Point annotation data
· · · ·

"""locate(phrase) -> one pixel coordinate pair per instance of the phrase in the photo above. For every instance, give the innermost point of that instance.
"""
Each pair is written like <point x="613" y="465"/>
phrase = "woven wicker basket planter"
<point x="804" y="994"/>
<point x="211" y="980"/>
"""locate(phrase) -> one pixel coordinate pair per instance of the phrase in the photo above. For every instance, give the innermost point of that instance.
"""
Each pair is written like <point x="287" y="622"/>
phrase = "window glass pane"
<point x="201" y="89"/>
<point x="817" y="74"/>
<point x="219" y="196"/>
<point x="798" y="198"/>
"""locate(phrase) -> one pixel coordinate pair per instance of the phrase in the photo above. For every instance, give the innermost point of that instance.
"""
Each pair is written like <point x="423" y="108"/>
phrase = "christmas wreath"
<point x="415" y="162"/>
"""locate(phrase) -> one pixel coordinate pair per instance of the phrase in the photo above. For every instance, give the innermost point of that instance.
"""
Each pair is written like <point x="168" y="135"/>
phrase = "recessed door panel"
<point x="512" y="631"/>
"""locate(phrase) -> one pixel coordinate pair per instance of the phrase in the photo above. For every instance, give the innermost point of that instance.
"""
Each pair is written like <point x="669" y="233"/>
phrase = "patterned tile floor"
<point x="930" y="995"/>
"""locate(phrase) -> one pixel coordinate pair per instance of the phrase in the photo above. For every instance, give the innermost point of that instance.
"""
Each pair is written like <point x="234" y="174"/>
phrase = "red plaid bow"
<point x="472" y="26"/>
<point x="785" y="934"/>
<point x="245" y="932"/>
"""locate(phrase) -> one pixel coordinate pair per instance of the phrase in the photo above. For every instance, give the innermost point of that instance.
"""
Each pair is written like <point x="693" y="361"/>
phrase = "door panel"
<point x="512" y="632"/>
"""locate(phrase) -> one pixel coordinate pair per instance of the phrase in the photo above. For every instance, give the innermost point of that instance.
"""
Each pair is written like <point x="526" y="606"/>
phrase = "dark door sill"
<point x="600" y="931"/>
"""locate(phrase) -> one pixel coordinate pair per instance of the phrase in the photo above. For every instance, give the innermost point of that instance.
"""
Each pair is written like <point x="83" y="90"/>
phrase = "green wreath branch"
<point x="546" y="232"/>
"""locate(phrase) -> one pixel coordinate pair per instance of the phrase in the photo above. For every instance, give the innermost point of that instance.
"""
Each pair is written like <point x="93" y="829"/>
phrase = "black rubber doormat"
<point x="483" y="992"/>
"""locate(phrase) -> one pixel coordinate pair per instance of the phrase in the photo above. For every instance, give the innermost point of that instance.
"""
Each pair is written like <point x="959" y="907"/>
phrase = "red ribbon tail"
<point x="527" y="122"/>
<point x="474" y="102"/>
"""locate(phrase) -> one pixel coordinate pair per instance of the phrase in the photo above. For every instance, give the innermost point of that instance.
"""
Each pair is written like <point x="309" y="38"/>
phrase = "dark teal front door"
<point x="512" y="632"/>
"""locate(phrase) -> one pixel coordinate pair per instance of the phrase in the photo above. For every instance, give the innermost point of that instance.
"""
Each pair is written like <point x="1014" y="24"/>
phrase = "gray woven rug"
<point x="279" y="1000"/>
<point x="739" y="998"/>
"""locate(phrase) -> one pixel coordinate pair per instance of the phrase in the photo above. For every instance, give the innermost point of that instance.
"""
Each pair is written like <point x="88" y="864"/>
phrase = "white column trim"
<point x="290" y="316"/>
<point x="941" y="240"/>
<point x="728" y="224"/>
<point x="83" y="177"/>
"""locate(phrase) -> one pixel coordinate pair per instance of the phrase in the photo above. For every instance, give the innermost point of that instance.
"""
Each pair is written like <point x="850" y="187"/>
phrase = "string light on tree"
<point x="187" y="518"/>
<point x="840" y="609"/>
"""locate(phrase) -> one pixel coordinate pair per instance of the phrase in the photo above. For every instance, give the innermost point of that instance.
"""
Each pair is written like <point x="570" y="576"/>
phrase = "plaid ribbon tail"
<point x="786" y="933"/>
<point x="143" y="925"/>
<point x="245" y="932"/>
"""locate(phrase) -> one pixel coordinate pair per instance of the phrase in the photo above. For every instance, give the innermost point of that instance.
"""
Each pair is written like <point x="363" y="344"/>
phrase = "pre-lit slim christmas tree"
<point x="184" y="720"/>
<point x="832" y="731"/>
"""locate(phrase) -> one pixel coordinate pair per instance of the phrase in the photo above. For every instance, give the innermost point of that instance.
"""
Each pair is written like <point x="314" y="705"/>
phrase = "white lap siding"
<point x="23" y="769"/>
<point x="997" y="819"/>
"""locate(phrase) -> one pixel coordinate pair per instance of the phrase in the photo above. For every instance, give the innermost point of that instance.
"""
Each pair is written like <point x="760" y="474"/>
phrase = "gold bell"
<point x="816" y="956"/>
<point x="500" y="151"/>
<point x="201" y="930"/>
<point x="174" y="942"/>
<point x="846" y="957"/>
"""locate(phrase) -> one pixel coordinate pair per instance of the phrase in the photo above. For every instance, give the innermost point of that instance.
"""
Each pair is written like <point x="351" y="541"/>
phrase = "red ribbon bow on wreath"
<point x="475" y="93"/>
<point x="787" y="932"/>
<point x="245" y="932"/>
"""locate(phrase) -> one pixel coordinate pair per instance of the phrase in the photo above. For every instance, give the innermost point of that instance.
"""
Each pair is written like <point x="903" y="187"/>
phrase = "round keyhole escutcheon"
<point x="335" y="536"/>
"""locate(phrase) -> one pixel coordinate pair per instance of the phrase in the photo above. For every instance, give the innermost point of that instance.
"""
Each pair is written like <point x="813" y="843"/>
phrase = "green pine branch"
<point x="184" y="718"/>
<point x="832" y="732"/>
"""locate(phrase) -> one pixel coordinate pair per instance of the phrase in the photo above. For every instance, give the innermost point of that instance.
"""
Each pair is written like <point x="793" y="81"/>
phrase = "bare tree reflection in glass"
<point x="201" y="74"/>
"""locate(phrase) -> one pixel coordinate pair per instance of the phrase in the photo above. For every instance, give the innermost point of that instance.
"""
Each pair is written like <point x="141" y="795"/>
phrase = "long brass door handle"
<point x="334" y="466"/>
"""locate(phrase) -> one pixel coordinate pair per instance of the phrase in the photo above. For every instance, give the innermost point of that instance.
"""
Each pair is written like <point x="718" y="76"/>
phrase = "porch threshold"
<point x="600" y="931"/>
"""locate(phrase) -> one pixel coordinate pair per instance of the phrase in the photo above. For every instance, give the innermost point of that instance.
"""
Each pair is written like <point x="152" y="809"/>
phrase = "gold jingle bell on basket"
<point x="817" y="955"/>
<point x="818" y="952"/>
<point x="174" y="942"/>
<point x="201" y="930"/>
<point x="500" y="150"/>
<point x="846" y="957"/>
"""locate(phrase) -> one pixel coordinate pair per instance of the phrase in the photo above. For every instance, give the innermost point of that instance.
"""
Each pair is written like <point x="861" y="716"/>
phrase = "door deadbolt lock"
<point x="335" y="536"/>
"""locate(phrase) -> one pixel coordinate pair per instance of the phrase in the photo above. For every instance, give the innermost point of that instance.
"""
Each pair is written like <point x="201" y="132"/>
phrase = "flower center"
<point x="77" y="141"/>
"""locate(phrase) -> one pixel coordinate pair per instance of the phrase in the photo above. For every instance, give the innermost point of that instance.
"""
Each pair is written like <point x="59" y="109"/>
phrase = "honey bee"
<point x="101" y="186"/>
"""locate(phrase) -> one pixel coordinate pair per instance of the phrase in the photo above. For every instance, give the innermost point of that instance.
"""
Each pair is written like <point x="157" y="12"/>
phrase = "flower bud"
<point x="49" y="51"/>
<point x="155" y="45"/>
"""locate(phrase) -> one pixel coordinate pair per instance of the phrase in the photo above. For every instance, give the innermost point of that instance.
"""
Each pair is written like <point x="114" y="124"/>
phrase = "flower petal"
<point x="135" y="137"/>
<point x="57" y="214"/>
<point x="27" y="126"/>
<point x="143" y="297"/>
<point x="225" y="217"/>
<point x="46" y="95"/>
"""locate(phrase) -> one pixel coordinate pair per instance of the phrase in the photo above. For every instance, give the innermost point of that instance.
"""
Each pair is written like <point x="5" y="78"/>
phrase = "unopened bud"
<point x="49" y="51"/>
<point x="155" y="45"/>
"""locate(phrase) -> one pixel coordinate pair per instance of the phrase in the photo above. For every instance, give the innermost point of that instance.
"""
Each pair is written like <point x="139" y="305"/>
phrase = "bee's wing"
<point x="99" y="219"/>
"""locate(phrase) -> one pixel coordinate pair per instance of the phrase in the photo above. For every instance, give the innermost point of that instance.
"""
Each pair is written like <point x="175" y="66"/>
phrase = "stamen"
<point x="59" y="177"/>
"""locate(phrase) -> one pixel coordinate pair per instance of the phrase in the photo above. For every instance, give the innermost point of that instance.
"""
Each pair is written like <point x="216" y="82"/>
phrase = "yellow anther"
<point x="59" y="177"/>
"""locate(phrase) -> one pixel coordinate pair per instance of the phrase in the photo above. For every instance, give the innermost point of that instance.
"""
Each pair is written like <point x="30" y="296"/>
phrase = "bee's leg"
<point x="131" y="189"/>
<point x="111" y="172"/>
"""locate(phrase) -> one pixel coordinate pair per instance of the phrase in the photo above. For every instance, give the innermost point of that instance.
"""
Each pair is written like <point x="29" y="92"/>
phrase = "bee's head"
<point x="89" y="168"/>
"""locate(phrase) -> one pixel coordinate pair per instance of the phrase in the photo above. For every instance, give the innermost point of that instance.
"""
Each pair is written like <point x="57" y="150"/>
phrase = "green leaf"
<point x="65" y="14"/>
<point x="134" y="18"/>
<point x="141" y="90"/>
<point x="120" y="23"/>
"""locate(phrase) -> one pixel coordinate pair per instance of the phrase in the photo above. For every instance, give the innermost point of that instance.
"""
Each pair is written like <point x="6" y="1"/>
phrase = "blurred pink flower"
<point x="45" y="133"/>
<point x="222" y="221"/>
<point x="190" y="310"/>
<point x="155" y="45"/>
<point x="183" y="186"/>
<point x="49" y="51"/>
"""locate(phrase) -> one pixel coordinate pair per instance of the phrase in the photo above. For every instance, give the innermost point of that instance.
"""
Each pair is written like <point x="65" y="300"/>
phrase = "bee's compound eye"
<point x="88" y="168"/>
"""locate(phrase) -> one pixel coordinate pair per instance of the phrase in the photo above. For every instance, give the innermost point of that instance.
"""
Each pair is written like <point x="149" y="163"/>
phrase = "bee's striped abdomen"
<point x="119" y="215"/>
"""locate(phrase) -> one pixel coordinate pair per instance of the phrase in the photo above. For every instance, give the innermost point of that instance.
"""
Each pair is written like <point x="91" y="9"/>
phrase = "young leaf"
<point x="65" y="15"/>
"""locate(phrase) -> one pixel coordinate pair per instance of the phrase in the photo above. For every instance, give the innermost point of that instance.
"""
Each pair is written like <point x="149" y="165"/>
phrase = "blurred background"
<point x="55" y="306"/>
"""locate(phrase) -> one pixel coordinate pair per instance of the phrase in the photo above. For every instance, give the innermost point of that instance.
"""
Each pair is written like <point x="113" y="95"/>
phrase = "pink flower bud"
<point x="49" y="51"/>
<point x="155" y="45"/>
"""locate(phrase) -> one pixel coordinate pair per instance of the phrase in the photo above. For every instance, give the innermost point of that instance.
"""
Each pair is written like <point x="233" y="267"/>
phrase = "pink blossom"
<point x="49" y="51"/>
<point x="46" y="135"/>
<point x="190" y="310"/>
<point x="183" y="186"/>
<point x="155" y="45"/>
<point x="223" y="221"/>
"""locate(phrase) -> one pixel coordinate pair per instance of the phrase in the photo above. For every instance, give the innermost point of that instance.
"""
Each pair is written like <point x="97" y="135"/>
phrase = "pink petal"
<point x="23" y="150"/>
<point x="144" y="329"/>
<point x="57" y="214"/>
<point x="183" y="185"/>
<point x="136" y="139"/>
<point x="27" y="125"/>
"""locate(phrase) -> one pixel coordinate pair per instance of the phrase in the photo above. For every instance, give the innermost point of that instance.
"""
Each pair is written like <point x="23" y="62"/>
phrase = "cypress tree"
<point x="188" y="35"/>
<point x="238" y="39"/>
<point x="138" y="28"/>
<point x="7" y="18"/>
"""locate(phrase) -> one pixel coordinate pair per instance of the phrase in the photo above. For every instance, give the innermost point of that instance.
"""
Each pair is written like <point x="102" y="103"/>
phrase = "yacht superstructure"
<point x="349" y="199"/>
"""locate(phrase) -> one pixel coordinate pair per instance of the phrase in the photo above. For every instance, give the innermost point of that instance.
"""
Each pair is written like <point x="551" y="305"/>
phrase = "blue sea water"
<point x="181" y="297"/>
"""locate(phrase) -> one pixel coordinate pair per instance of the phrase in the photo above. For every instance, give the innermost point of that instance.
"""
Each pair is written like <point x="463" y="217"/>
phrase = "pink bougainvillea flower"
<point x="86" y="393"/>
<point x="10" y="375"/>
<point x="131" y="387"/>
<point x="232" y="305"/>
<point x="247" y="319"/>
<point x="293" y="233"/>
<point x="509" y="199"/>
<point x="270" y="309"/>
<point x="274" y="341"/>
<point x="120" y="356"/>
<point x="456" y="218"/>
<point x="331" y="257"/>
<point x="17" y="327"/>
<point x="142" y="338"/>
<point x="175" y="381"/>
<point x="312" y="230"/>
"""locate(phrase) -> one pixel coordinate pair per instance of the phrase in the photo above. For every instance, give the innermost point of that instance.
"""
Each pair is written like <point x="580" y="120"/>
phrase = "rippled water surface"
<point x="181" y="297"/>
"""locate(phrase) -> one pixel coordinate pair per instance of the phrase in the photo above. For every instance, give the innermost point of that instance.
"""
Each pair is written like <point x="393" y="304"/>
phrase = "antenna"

· · · ·

◆ **WHAT IS BEING ASKED**:
Locate every line in the rows that contains the word "blurred" and copy each such line in full.

◆ **THE REPLY**:
phrase = "blurred pink flower"
phrase = "blurred background"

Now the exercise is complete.